#### [WHAT YOU HAVE TO DO]
Report how many lines in the entries below have the word "blurred" in them, and give no other words.

#### [EXCERPTED RECORDS]
---*---

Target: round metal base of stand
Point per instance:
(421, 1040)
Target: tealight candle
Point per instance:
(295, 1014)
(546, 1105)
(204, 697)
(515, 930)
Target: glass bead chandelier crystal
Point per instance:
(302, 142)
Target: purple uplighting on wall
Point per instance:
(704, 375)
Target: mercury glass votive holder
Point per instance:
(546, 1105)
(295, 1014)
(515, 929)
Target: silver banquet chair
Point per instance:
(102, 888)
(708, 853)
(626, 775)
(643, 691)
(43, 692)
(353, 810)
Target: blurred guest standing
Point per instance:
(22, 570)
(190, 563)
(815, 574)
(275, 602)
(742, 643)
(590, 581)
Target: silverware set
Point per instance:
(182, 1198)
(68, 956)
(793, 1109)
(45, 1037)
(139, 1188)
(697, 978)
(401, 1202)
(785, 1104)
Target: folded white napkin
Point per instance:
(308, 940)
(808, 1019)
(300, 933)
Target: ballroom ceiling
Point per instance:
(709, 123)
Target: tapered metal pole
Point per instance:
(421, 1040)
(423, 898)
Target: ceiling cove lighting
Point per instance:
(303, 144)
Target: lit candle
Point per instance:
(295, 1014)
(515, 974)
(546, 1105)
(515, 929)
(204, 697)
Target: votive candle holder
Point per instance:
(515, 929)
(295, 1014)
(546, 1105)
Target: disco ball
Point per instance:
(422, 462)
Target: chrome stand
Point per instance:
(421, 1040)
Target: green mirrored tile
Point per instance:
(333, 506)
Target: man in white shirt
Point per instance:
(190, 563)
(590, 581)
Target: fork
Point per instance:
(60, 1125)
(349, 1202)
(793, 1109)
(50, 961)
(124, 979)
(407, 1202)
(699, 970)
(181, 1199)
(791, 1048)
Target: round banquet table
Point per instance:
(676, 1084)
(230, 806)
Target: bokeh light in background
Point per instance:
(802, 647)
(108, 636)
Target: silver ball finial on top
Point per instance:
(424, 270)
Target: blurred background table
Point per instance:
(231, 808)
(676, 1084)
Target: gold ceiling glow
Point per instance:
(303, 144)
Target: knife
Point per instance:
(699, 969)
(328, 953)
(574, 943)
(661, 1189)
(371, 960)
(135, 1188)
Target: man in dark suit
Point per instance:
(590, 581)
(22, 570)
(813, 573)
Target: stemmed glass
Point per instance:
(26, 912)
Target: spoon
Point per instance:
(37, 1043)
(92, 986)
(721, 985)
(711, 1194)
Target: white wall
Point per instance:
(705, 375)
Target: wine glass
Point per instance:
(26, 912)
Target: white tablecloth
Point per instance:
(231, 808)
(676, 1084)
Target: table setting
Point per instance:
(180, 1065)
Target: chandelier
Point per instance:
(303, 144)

---*---

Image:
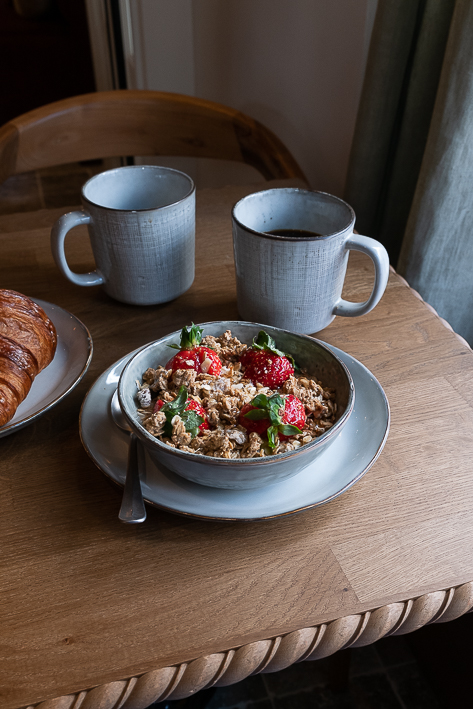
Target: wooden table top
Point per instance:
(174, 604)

---*---

#### [FINISHED EXERCISE]
2